_Textauszug:_
....................
Quellcode zum Kopieren der Geometrie in die AVS - Struktur:
#include <stdio.h>
#include <string.h>
#include <avs/avs.h>
#include <avs/port.h>
#include <avs/geom.h>
#include <avs/ucd_defs.h>
#include <avs/field.h>
#include <math.h>
/* Socket includes */
#include <portal/sockets.h>
#include <portal/datasock.h>
#include <portal/AVSinit.h>
#include "AVSinterface.h"
#define NUM_CELL_TYPES 8
extern char *AVSstatic;
/*-----------------------------------------------------*
* *
* **** add_cell **** *
* *
*-----------------------------------------------------*/
/* Einfuegen eines Elementes in die Struktur*/
add_cell(model, cell, ucd_cell_type, n, rnode_list, mat_id)
int cell, ucd_cell_type, n, *rnode_list, mat_id;
UCD_structure **model;
{
static char *cell_type[] = {"pt", "line", "tri", "quad", "tet",
"pyr", "prism", "hex"};
int i, j, num_me_nodes, num_nodes, cell_found, me_flag,
node_list[40];
if (ucd_cell_type < NUM_CELL_TYPES) {
me_flag = 0;
num_nodes = UCD_num_nodes[ucd_cell_type];
for (i = 0; i < num_nodes; i++)
....................
(Quelldaten)
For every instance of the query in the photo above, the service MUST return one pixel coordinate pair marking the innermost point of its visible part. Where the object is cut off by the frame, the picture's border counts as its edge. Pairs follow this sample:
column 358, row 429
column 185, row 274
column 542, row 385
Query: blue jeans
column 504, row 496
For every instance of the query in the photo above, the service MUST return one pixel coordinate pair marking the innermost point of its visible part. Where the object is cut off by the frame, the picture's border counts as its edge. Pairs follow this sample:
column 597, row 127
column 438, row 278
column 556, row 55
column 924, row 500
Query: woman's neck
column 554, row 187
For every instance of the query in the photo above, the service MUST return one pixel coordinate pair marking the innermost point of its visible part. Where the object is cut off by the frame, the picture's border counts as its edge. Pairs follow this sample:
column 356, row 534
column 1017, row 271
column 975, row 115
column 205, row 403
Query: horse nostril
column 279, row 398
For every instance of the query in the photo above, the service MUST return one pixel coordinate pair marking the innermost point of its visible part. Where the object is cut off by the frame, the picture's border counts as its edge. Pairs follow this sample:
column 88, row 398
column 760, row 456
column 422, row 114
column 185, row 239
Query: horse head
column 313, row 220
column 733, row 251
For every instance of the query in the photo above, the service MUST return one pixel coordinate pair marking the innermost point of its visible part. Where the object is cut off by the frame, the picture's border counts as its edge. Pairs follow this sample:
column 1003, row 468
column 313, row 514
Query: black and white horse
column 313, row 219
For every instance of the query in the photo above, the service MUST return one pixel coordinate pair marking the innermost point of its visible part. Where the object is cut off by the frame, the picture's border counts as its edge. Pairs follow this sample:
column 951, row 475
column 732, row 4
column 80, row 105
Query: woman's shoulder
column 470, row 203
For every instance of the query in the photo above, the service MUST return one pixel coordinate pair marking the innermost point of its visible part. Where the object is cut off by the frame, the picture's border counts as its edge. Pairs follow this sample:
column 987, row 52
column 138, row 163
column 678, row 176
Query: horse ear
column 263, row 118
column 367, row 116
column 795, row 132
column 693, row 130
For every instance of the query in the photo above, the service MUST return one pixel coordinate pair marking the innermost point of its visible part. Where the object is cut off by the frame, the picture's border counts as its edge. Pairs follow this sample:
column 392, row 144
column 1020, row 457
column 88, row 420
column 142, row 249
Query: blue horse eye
....................
_Was zu tun ist:_
• A. Gib aus dem AVS-Quellcode alles von „#define NUM_CELL_TYPES 8“ bis hinunter zu „n, rnode_list, mat_id)“ wortgetreu wieder.
• B. Führe den Quellcode zum Kopieren der Geometrie in die AVS-Struktur dort weiter, wo er aufhört.

_Die Ergebnisse:_
• A.
#define NUM_CELL_TYPES 8
extern char *AVSstatic;
/*-----------------------------------------------------*
* *
* **** add_cell **** *
* *
*-----------------------------------------------------*/
/* Einfuegen eines Elementes in die Struktur*/
add_cell(model, cell, ucd_cell_type, n, rnode_list, mat_id)

• B.
node_list[i] = rnode_list[i] - 1;
if (n != num_nodes) {
for (i = num_nodes, num_me_nodes = 0; i < n; i++)
if (rnode_list[i] != 0) {
node_list[num_nodes + num_me_nodes] =
rnode_list[i] - 1;
me_flag = me_flag | (0x1 <<
(i - num_nodes));
num_me_nodes++;
}
}
UCDcell_set_information(*model, cell, cell + 1,
cell_type[ucd_cell_type], mat_id - 1, ucd_cell_type,
me_flag, node_list);
}
}
/*-----------------------------------------------------*
* *
* **** copy_DS_UCD_data **** *
* *
*-----------------------------------------------------*/
/* Kopieren der Geometrie in die Struktur */
int
copy_DS_UCD_data(UCD_structure ** output, void *from, long int type, int size,
int secondtime)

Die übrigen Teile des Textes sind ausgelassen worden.